─── Tekst źródłowy ───

Groszkowe pesto to moje kolejne ulubione pesto. Czy ja w ogóle czegoś nie lubię? Naprawdę nie umiem odpowiedzieć na to pytanie. Kocham jedzenie w każdej postaci, nie jestem malkontentem, nie wybrzydzam, próbuję, testuję i układam przepisy według uznania i smaku.
Czy to będzie wystawny obiad czy też prosta kanapka na śniadanie musi to być przepis smaczny i łatwy w wykonaniu, aczkolwiek niecodzienny, wywołujący zainteresowanie i natychmiastowe uczucie pragnienia.

─── Dane źródłowe ───

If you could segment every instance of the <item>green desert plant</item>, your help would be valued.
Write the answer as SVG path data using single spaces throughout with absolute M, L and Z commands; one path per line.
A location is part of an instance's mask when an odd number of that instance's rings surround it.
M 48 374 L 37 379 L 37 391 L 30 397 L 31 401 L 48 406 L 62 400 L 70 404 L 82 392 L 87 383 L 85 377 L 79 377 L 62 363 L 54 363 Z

───

▸ Wymagania ćwiczenia
a – Odpowiedz na poniższe pytania do tekstu o groszkowym peście, oznaczając odpowiedzi tak samo jak pytania.
(i) Na jakie pytanie, według tekstu, nie da się odpowiedzieć?
(ii) Według czego układane są przepisy?
(iii) Jakie dwa posiłki podano jako przykłady w drugim akapicie?
b – Kontynuuj tekst o groszkowym peście, zaczynając zaraz po jego ostatnim zdaniu.

▸ Zestaw odpowiedzi
a –
(i) „Czy ja w ogóle czegoś nie lubię?”
(ii) Według uznania i smaku.
(iii) Wystawny obiad i prostą kanapkę na śniadanie.

b –
Kanapka z groszkowym pesto i fetą pewnie trudno znaleźć w mlecznym barze czy pobliskiej kafeterii. Szkoda bo to bardzo smaczna kanapka, tania i pożywna, która natychmiast przykuwa spojrzenie i wręcz przemawia „zjedz mnie”. Bardzo lubię takie naturalnie kolorowe cuda, które na dodatek można zjeść ze smakiem.
Chleb do kanapki to oczywiście chleb z mojego wypieku. Użyłam tutaj chleb tostowy, ale to oczywiście kwestia wyboru.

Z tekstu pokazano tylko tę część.